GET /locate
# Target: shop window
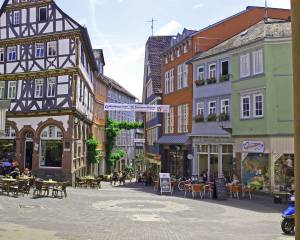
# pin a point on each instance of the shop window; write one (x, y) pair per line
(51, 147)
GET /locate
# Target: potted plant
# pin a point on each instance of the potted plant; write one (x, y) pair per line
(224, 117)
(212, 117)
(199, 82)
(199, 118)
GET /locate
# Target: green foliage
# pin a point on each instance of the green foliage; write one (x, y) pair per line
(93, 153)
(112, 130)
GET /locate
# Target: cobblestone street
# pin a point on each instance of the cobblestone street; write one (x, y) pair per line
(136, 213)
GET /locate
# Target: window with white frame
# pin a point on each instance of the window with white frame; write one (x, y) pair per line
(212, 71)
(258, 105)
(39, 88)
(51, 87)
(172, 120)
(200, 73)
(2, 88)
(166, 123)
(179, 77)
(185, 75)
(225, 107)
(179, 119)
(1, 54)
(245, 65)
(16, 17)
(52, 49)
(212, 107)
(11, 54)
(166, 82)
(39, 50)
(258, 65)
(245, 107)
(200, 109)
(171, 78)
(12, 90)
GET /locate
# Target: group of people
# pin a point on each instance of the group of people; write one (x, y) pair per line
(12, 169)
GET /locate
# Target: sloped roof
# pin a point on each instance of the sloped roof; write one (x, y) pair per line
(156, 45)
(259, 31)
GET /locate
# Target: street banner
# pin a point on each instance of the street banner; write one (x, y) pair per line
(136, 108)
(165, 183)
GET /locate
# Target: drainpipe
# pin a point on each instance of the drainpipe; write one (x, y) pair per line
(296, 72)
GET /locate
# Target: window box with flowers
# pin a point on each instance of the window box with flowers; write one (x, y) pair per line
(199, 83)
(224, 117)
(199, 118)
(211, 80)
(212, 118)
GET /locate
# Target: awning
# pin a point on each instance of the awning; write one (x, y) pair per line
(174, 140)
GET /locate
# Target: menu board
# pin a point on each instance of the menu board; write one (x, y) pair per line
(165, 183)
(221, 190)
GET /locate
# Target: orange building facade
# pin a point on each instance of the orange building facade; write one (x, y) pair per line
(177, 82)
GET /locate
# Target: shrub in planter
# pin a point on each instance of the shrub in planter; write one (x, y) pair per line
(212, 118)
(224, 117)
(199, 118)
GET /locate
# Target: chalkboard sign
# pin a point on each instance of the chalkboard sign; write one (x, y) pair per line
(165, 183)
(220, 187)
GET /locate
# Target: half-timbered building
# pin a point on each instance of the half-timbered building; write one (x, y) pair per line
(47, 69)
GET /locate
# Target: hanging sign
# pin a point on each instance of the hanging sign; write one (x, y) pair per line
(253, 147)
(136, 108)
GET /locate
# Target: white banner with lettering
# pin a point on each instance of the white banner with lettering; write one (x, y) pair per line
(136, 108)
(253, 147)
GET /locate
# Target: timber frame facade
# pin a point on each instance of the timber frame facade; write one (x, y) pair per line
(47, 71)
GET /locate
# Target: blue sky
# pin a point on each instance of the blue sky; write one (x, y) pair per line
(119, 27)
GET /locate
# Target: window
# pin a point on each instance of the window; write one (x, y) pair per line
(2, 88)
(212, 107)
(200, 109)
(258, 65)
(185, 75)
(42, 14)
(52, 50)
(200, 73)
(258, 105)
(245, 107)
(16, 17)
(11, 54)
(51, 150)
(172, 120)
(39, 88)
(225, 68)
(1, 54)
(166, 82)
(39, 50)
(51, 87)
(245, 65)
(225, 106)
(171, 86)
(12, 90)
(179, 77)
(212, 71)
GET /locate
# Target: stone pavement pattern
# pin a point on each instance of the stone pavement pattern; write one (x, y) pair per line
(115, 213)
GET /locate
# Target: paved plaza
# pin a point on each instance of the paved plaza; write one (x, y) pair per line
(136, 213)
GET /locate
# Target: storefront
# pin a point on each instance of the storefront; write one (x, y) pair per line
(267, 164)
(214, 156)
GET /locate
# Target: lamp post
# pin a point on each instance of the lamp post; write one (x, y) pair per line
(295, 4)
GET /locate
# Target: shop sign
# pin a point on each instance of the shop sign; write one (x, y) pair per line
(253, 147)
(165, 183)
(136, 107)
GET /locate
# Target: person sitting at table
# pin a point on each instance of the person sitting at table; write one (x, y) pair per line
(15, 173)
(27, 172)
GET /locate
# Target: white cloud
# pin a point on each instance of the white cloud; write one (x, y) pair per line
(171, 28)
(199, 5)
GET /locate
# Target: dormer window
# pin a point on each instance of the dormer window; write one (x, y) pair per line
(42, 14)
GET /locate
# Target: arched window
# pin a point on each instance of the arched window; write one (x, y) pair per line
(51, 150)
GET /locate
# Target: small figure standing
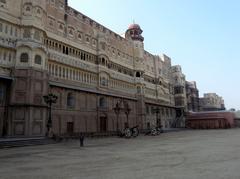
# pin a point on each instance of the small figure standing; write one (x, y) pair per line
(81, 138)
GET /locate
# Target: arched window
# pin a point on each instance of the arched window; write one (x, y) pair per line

_THE PROBLEM_
Print every record above exactly as written, leaving out the pictures.

_SOLUTION FOR THIS EXERCISE_
GET /locate
# Target: shop window
# pin a point on each instance of the shop window; write one (x, y) pair per line
(51, 147)
GET /locate
# Target: potted plant
# pin a point on each instance of the potted plant; write one (x, y) pair per line
(224, 117)
(212, 117)
(199, 82)
(199, 118)
GET /locate
# Target: green foliage
# pin a point on each instance of the green foliage; write one (x, y) pair per line
(93, 153)
(112, 130)
GET /locate
# Target: cobblestone street
# pin a point on each instance of the cobblestone street; write one (x, y) pair per line
(136, 213)
GET /locate
# Target: window with white frame
# pin a point on each instance of the window with white frame; write one (x, y) pair per line
(212, 71)
(258, 105)
(39, 88)
(51, 87)
(172, 120)
(200, 73)
(2, 88)
(166, 123)
(179, 77)
(185, 75)
(225, 107)
(179, 119)
(1, 54)
(245, 65)
(16, 17)
(52, 49)
(212, 107)
(11, 54)
(166, 82)
(39, 50)
(258, 65)
(245, 107)
(200, 109)
(171, 78)
(12, 90)
GET /locate
# Target: group of people
# pin a point on each instance of the group of people; write one (x, y) pair per line
(12, 169)
GET /locate
# Target: sloped roof
# pin a point on each instance of the sloped roof; write one (x, y) pair per line
(156, 45)
(259, 31)
GET /locate
# Target: street banner
# pin a point on each instance of the street banner; write one (x, y) pair per line
(136, 108)
(165, 183)
GET /locate
# Target: drainpipe
# pin a point on each instance of the drainpipe; write one (x, y) pair per line
(296, 72)
GET /locate
# Target: window box with flowers
# pin a point on each instance of the window box with flowers; write one (x, y) pair per line
(199, 83)
(224, 117)
(199, 118)
(211, 80)
(212, 118)
GET /locate
# Target: awning
# pin a point on each instance of the awning; write one (x, y) pair per line
(174, 140)
GET /locate
# Target: menu board
# pin a point on each instance of the menu board; write one (x, y) pair per line
(165, 183)
(221, 190)
GET /locate
# Target: orange building facade
# pin a point on each instance of the orange building facade; write one (x, y) pair per line
(177, 82)
GET /locate
# Target: shrub in planter
# pin a point on each instance of the shrub in planter; write one (x, y) pair per line
(212, 118)
(224, 117)
(199, 118)
GET /locate
# Target: chalkboard sign
# pin a point on each instance of the chalkboard sign; write one (x, y) pair per line
(165, 183)
(220, 187)
GET /locate
# Target: half-timbered building
# pin a point on each instance of the half-timbered building; write one (x, y) pair per line
(47, 69)
GET /locate
# Target: hanging sign
# pin a point on each instance of the hanging sign; write one (x, y) pair per line
(253, 147)
(136, 108)
GET /locate
# Target: white banner with lettering
# pin a point on each instance of the white banner with lettering; write one (x, y) pair per line
(136, 108)
(253, 147)
GET /locate
# Target: timber frame facade
# pin a point on each instance of the timber frame facade; write one (x, y) pair per line
(47, 71)
GET /locate
# Target: blue sky
# pin a point on each instance of the blue sky; write one (x, y) pair per line
(119, 27)
GET /locate
# Target: window
# pin a point on each instance of the window; write one (x, y) pair per line
(2, 88)
(212, 107)
(200, 109)
(258, 65)
(185, 75)
(42, 14)
(52, 50)
(200, 73)
(258, 105)
(245, 107)
(16, 17)
(11, 54)
(51, 150)
(172, 120)
(39, 88)
(225, 68)
(1, 54)
(166, 82)
(39, 50)
(51, 87)
(245, 65)
(225, 106)
(171, 86)
(12, 90)
(179, 77)
(212, 71)
GET /locate
# Target: stone pavement pattern
# pin a point on each instance of the stone pavement pattern; write one (x, y) pair per line
(115, 213)
GET /locate
# Target: paved plaza
# pin a point on each instance of the paved plaza; write one (x, y) pair per line
(136, 213)
GET /locate
# Target: storefront
# pin a point on each instance of the storefront; write one (x, y) pair per line
(267, 164)
(214, 156)
GET /locate
# Target: lamp post
# pin a point on each instance of the lamp post; write one (x, y) pair per line
(295, 4)
GET /locate
# Target: shop sign
# pin a point on each instance of the shop sign; write one (x, y) pair per line
(253, 147)
(165, 183)
(136, 107)
GET /locate
# Target: person sitting at table
# pin a point on each instance of the person sitting at table; write one (x, y) pair per line
(15, 173)
(27, 172)
GET /locate
# Target: white cloud
# pin a point on each instance of the white cloud; write one (x, y) pair per line
(171, 28)
(199, 5)
GET /locate
# Target: dormer window
# pin a point on each instance of the dormer window; write one (x, y) pair per line
(42, 14)
GET /locate
# Target: arched window
# pin a point on each instance of the arched window; write one (x, y) pair per line
(51, 150)
GET /locate
# Target: small figure standing
# pin a point on each instance of the small figure standing; write one (x, y) pair per line
(81, 138)
GET /locate
# Target: arched window
# pin a point on each instance of the arched window; write one (x, y) pair per line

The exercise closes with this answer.